Model Serving Runtimes¶
KServe provides a simple Kubernetes CRD to enable deploying single or multiple trained models onto model serving runtimes such as TFServing, TorchServe, Triton Inference Server. In addition ModelServer is the Python model serving runtime implemented in KServe itself with prediction v1 protocol, MLServer implements the prediction v2 protocol with both REST and gRPC. These model serving runtimes are able to provide out-of-the-box model serving, but you could also choose to build your own model server for more complex use case. KServe provides basic API primitives to allow you easily build custom model serving runtime, you can use other tools like BentoML to build your custom model serving image.
After models are deployed with InferenceService, you get all the following serverless features provided by KServe.

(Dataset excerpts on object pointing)
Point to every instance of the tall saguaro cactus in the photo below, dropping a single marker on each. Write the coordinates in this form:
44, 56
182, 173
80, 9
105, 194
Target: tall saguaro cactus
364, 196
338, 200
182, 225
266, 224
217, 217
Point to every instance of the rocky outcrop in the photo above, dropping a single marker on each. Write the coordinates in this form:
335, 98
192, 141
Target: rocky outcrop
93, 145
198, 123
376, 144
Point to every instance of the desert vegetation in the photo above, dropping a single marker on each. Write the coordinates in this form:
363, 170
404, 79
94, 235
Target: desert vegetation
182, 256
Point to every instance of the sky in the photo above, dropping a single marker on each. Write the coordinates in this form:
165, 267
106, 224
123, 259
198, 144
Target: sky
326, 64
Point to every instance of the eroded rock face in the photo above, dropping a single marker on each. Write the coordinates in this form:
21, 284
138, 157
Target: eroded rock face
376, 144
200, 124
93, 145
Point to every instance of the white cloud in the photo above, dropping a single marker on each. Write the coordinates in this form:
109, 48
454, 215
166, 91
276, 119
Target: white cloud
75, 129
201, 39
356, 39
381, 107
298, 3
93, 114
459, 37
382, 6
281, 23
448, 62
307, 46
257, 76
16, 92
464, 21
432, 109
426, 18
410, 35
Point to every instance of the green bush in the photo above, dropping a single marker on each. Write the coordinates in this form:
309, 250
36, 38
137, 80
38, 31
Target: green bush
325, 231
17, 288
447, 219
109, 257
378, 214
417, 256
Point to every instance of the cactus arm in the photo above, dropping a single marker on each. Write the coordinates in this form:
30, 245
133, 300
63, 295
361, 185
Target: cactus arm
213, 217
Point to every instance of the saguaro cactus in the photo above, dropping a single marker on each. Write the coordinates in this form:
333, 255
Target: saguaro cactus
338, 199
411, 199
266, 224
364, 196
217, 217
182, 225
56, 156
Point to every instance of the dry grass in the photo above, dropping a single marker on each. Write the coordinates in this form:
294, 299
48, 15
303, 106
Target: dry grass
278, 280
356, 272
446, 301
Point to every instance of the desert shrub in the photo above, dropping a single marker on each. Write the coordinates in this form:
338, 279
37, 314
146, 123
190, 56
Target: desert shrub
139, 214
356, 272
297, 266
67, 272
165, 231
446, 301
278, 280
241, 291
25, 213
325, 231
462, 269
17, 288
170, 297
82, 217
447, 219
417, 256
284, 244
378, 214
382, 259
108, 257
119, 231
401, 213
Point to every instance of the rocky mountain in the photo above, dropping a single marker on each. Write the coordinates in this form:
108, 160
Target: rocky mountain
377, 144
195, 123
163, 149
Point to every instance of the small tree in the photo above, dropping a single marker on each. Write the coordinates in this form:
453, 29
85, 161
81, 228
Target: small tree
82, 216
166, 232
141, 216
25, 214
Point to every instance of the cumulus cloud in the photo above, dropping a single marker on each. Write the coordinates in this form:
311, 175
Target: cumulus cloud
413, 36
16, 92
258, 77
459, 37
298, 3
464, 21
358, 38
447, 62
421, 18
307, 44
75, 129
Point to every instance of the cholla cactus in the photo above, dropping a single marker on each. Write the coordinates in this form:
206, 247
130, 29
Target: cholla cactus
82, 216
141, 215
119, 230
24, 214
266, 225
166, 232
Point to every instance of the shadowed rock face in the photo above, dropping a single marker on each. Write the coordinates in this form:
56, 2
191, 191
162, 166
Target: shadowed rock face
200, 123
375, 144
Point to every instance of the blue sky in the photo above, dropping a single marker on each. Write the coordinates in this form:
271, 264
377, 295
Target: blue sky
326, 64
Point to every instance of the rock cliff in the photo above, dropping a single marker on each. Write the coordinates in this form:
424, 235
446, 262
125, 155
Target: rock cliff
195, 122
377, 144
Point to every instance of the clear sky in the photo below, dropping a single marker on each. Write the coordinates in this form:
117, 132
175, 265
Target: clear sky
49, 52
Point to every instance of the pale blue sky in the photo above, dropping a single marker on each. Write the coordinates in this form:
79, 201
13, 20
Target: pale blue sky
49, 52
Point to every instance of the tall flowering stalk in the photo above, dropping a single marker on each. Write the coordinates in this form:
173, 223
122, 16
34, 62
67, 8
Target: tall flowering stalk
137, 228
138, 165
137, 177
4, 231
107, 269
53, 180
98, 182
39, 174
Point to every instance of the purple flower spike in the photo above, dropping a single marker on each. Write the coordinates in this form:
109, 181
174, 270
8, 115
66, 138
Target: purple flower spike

> _TASKS TO COMPLETE_:
[a] Could you retype the records from the line containing "Point to every instance of the purple" through the last line of the records?
[b] How would the text on model serving runtimes continue? Write what comes next after its final sentence.
The text on model serving runtimes and the records have no connection to each other.

> _RESPONSES FOR EACH TASK_:
[a]
Point to every instance of the purple flower spike in the photo above, dropping a single marker on each. Write the coordinates in this form:
109, 181
174, 270
8, 115
66, 138
Target: purple flower spike

[b]
- Scale to and from Zero
- Request based Autoscaling on CPU/GPU
- Revision Management
- Optimized Container
- Batching
- Request/Response logging
- Traffic management
- Security with AuthN/AuthZ
- Distributed Tracing
- Out-of-the-box metrics
- Ingress/Egress control
Model Serving Runtime | Exported model | Prediction Protocol | HTTP | gRPC | Versions | Examples |
---|---|---|---|---|---|---|
Triton Inference Server | TensorFlow,TorchScript,ONNX | v2 | Compatibility Matrix | Torchscript cifar | ||
TFServing | TensorFlow SavedModel | v1 | TFServing Versions | TensorFlow flower | ||
TorchServe | Eager Model/TorchScript | v1/v2 REST | 0.6.0 | TorchServe mnist | ||
SKLearn MLServer | Pickled Model | v2 | 1.0.1 | SKLearn Iris V2 | ||
XGBoost MLServer | Saved Model | v2 | 1.5.0 | XGBoost Iris V2 | ||
SKLearn ModelServer | Pickled Model | v1 | -- | 1.0.1 | SKLearn Iris | |
XGBoost ModelServer | Saved Model | v1 | -- | 1.5.0 | XGBoost Iris | |
PMML ModelServer | PMML | v1 | -- | PMML4.4.1 | SKLearn PMML | |
LightGBM ModelServer | Saved LightGBM Model | v1 | -- | 3.2.0 | LightGBM Iris | |
Custom ModelServer | -- | v1 | -- | -- | Custom Model |
Note
The model serving runtime version can be overwritten with the runtimeVersion
field on InferenceService yaml and we highly recommend
setting this field for production services.
apiVersion: "serving.kserve.io/v1beta1"
kind: "InferenceService"
metadata:
name: "torchscript-cifar"
spec:
predictor:
triton:
storageUri: "gs://kfserving-examples/models/torchscript"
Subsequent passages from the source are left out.